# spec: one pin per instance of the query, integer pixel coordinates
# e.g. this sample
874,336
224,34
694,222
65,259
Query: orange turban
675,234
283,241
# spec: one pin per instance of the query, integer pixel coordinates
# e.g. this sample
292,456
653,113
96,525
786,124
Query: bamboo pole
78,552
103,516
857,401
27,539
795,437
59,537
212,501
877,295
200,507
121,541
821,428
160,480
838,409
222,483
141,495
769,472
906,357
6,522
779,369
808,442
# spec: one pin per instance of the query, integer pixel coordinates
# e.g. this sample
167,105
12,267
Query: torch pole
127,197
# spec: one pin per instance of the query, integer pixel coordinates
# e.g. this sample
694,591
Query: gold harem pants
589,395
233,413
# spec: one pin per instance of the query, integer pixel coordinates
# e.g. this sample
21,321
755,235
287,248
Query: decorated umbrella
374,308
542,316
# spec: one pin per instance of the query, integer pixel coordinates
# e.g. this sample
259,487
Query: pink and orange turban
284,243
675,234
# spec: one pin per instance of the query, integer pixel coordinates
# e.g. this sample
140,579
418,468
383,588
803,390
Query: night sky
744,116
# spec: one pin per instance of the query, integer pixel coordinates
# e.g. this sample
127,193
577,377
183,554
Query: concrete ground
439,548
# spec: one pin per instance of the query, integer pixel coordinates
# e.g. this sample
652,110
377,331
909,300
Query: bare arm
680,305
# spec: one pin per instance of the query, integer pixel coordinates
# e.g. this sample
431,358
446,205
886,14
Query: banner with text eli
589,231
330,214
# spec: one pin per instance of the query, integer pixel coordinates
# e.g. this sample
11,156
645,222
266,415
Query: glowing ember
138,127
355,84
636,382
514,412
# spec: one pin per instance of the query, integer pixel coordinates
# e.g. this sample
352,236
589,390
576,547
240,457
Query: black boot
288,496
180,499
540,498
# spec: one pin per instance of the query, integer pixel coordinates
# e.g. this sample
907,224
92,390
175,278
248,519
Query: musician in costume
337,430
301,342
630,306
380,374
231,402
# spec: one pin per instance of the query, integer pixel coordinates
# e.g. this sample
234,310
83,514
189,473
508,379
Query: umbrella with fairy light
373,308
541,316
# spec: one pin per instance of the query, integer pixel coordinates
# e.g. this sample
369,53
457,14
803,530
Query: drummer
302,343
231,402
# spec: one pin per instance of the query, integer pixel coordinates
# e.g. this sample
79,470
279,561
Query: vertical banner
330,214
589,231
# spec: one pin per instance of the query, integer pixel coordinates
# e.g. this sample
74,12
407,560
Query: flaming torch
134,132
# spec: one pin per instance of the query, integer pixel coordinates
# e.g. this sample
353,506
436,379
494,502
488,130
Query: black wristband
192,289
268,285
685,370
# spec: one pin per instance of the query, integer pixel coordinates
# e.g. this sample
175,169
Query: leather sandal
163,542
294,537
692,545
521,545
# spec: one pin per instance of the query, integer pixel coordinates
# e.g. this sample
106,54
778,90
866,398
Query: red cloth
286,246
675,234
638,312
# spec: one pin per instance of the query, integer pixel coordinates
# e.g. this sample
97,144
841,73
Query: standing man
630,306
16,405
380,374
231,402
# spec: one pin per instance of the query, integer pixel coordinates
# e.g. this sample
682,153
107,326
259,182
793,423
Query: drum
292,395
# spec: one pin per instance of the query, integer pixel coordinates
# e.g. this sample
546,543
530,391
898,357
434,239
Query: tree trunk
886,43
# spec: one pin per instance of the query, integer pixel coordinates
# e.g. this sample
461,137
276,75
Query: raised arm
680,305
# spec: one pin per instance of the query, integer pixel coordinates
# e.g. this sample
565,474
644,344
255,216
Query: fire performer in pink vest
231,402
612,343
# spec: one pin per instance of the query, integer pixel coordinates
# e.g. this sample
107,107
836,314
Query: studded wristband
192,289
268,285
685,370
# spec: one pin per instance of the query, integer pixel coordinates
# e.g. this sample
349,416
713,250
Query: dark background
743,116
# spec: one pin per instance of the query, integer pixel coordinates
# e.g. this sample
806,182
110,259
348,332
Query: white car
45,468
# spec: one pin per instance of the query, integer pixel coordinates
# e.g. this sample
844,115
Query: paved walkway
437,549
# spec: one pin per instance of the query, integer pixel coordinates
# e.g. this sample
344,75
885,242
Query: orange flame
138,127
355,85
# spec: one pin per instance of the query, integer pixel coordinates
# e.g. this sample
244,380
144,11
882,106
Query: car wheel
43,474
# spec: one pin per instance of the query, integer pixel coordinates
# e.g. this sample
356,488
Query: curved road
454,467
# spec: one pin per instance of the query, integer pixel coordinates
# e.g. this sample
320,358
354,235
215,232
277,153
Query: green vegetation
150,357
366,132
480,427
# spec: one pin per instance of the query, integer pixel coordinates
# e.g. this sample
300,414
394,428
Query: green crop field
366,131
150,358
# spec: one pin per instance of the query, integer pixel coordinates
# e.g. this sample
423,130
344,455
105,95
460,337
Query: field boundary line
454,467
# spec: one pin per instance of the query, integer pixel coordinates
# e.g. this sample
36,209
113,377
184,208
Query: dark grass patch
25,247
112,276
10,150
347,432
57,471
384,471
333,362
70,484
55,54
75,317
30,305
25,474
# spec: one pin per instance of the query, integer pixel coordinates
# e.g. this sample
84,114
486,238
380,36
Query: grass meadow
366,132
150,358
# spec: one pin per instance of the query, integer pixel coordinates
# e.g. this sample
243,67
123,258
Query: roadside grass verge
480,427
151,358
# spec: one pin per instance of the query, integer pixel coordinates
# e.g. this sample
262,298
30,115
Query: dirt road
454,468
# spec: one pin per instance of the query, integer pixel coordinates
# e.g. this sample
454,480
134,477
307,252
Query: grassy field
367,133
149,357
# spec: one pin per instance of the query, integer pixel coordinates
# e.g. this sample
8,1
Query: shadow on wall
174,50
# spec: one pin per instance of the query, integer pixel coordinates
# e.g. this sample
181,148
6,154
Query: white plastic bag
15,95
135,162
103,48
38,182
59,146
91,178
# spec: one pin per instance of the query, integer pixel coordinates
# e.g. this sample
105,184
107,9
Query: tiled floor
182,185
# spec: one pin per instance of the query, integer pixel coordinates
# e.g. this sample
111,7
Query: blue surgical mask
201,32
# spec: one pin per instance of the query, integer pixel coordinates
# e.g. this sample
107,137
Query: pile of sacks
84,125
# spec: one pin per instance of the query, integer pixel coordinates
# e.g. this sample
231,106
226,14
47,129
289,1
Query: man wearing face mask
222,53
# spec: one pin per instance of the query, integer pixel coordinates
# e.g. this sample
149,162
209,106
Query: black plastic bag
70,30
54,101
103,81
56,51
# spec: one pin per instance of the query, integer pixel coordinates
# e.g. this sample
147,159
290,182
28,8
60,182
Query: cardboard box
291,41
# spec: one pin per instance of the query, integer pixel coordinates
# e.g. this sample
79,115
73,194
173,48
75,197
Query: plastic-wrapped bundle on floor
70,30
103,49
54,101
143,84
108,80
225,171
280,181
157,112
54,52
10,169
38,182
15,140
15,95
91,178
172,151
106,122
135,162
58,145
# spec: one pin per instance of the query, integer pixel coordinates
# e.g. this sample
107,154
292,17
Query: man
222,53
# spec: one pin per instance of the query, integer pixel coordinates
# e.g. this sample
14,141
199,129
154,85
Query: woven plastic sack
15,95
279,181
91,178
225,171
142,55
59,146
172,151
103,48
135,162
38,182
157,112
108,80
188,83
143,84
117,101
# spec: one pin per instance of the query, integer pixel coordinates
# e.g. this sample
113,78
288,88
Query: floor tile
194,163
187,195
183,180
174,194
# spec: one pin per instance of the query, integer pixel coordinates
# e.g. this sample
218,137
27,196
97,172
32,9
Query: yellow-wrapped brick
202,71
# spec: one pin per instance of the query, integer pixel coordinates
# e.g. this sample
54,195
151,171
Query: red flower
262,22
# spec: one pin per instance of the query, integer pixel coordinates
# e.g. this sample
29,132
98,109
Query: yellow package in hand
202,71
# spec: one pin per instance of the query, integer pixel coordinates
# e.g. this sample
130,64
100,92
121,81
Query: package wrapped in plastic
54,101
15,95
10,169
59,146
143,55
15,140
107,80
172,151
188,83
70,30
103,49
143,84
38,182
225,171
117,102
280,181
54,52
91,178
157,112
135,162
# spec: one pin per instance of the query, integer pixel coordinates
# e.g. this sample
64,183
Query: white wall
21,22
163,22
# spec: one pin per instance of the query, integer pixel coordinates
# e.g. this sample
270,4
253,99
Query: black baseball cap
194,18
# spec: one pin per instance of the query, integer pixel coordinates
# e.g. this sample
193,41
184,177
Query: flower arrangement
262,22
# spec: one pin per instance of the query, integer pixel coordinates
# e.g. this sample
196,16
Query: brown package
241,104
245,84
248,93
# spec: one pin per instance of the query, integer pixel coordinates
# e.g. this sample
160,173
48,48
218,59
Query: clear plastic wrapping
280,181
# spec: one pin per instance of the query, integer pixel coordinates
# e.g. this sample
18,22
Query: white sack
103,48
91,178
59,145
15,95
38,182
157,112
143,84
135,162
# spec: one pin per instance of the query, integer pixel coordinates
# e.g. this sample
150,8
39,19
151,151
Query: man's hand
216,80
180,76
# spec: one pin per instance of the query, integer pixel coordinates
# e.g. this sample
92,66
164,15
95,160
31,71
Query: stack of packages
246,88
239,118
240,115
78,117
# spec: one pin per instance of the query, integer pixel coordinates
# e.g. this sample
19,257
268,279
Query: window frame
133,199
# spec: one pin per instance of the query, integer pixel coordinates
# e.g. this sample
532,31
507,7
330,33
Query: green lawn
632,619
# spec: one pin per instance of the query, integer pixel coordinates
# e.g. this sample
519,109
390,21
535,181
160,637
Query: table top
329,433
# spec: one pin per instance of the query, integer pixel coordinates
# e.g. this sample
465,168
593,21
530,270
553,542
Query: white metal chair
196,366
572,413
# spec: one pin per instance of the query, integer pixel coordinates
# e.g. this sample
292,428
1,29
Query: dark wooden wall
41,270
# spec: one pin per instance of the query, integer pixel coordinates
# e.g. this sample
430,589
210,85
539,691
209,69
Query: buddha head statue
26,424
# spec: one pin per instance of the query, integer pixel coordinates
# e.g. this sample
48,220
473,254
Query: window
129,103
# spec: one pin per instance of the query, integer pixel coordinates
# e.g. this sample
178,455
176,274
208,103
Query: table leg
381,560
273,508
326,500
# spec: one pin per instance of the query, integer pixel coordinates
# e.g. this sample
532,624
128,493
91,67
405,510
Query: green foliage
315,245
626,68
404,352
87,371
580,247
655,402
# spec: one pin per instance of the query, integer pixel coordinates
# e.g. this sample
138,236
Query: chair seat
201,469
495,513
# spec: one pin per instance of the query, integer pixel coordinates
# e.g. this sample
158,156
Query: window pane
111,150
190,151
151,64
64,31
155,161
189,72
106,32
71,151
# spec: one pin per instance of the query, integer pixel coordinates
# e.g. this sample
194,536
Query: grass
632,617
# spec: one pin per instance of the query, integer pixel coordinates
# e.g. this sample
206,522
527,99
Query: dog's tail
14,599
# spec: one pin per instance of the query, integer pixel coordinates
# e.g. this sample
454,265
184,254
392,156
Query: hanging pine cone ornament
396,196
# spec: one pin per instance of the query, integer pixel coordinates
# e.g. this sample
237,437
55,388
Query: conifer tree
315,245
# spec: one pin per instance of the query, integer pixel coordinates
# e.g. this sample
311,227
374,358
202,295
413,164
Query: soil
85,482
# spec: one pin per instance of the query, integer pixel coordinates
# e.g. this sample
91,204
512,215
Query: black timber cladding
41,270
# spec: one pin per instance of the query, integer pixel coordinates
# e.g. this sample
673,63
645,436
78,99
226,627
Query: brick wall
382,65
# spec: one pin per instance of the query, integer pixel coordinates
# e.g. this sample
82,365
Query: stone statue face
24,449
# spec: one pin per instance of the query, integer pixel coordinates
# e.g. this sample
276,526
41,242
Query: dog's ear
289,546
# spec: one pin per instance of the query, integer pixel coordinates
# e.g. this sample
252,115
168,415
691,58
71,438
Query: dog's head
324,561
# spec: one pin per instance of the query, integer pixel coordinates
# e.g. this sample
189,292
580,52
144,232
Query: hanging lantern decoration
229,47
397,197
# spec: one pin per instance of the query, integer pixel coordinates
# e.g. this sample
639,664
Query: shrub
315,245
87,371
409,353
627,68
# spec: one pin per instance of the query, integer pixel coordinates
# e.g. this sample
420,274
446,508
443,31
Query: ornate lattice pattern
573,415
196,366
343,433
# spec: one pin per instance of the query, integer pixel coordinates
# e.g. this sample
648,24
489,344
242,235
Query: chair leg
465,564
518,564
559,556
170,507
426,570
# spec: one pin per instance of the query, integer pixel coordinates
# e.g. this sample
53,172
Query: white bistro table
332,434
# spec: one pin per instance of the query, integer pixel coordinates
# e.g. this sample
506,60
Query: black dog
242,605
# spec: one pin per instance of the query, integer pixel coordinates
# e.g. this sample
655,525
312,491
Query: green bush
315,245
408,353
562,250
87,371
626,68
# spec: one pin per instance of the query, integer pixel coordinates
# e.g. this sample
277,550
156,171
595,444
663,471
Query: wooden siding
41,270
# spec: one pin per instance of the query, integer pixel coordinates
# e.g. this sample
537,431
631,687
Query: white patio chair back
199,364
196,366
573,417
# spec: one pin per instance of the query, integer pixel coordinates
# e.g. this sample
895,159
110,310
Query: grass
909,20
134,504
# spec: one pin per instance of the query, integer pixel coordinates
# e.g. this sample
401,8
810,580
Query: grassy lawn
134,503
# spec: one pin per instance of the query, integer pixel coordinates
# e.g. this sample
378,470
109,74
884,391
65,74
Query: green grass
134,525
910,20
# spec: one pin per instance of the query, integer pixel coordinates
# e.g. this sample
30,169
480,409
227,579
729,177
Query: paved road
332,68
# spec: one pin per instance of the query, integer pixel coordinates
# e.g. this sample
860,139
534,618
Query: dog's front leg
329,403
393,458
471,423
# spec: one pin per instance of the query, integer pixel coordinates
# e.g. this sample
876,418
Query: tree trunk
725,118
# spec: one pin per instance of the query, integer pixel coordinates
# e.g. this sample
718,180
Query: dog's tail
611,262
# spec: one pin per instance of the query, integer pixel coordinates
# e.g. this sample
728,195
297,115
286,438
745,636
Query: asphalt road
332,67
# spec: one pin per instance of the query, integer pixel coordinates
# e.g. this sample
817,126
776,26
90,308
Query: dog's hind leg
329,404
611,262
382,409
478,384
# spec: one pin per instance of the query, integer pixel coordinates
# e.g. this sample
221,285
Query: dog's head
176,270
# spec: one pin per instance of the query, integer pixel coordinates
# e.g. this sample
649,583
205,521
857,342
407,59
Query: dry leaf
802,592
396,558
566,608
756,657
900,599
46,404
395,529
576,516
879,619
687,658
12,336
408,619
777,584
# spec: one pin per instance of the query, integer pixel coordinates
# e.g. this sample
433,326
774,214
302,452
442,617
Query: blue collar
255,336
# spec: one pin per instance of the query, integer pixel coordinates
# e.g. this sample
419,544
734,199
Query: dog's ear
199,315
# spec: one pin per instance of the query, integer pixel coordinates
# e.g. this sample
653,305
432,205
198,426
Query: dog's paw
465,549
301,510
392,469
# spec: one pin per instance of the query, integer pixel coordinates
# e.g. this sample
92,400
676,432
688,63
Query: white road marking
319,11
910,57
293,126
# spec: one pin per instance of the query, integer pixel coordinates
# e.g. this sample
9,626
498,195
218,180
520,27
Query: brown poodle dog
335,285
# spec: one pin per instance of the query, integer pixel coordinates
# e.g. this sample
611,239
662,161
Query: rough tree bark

> What is being asked
Extract each line from the records above that contains the word "wall".

> Output for this exercise
Query: shadow on wall
Query: white wall
Query: dark wooden wall
Query: brick wall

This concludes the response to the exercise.